Texto de referencia =>
##########
Epifanías de Silvia R. Rivero / Sobre la exposición Primeras Miradas (Diciembre 2013) por Abel Prieto

El poema “El bello niño” de Fina García-Marruz tiene tres personajes principales: la Mujer-Madre, el Niño y algo más difuso que podríamos llamar el Paisaje, en su versión fantástica, placentera, jamás fragmentada, que la infancia nos permite imaginar y vivir plenamente, y en aquella que se reserva a los adultos, ambigua, rota, marcada por la idea de lo perecedero y de la muerte. En su prédica, la Mujer-Madre explica al Niño, con serenidad, conteniendo juiciosamente la angustia, los privilegios (efímeros) de su edad, de su manera de ver y sentir, y qué ganará y qué perderá con el tiempo:

Por: Abel Prieto
3/12/2013
Fuente: Revista Literaria La Jiribilla

Tú sólo, bello niño, puedes entrar a un parque.
Yo entro a ciertos verdes, ciertas hojas o aves. (…)
Tú sólo  en ese reino indisoluble y grave
Has tocado la magia de lo exterior, las cosas
Indecibles. Yo llevo la ropa maliciosa
Del que de muerte sabe y de amarga inocencia.
Tú no sabes que tienes toda posible ciencia.
Mas, ay, cuando lo sepas, el parque se habrá ido,
Conocerás la extraña lucidez del dormido,
Y por qué el sol que alumbra tus álamos de oro
Los dora hoy con palabras y días melancólicos.

Este poema ofrece algunas claves útiles para entender la obra pictórica de Silvia R. Rivero. En muchas de sus piezas se nos muestra, en su interacción con el Paisaje, esa pareja tantas veces representada en la pintura religiosa: la Mujer-Madre y el Niño. Y encontramos además la tensión que recorre “El bello niño”, las preguntas, la incertidumbre, la zozobra ante los desafíos que aguardan a una criatura que Ella, la Mujer-Madre, quisiera proteger a toda costa.  

En “Amor, misteriosa transparencia”, la madona y su hijo se miran muy concentradamente y dialogan en silencio, sin palabras, escoltados por el mar y el cielo. Una pieza notabilísima que se mueve entre la intimidad sagrada de ese vínculo y una suma deslumbrante de inmensidades planetarias. Nos confirma de nuevo que ese amor esencial, indescriptible, más allá de toda medida, se construye en una instancia superior a toda fuerza humana, divina o natural. Intuimos en la Mujer-Madre un temblor similar al que hallamos en el poema citado. Ella sabe que un día Él, el Niño, tendrá que desprendérsele, es así, dolorosamente así, y deberá enfrentarse solo a esa infinitud, fascinante, sí, y al propio tiempo peligrosa, desmesurada, sin verjas benévolas, sin “parques”.
##########
Entradas para localizar objetos nombrados
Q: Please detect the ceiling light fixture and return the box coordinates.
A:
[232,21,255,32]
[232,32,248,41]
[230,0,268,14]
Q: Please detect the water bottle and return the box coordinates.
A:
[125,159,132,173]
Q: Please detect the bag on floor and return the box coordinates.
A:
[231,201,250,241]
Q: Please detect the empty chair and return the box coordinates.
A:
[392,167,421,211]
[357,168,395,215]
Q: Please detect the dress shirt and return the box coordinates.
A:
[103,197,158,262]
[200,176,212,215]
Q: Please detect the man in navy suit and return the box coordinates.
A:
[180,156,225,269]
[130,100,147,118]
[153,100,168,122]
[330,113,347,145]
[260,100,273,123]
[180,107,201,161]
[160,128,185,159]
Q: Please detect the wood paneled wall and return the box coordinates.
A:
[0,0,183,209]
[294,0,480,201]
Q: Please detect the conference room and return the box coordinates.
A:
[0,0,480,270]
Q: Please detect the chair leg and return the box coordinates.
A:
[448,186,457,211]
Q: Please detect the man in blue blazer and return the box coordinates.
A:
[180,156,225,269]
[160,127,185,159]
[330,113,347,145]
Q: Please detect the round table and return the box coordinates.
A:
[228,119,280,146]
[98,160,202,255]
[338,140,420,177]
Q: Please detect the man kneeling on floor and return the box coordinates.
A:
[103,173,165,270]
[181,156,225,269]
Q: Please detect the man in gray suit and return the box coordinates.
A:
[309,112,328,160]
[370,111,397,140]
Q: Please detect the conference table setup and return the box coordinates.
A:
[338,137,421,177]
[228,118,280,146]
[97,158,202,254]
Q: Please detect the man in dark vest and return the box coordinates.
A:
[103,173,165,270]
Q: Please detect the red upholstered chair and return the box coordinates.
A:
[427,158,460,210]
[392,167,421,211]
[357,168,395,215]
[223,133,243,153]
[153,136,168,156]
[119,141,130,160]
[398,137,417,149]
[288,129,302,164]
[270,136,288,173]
##########
Ejercicio 1 => Según el texto sobre Silvia R. Rivero, ¿por qué el poema “El bello niño” ofrece claves útiles para entender la obra pictórica de la artista? Contesta en una a tres oraciones.
Ejercicio 2 => En el texto sobre Silvia R. Rivero, ¿cuáles son los tres personajes principales del poema “El bello niño”?
Ejercicio 3 => Resume más brevemente el párrafo del texto sobre Silvia R. Rivero que comienza con “En “Amor, misteriosa transparencia””, conservando sus datos principales.

Respuesta correcta 1 => Porque en muchas de sus piezas aparece, en interacción con el Paisaje, la pareja de la Mujer-Madre y el Niño. Además, en ellas se encuentra la misma tensión que recorre el poema: las preguntas, la incertidumbre y la zozobra ante los desafíos que aguardan a una criatura que la Mujer-Madre quisiera proteger a toda costa.

Respuesta correcta 2 => La Mujer-Madre, el Niño y el Paisaje.

Respuesta correcta 3 => En “Amor, misteriosa transparencia”, la madona y su hijo se miran con gran concentración y dialogan en silencio, acompañados por el mar y el cielo. La pieza se mueve entre la intimidad sagrada de ese vínculo y las inmensidades planetarias, y confirma que ese amor esencial se construye por encima de toda fuerza humana, divina o natural. En la Mujer-Madre se intuye un temblor como el del poema: sabe que el Niño tendrá que desprenderse de ella y enfrentarse solo a una infinitud fascinante y peligrosa, sin “parques”.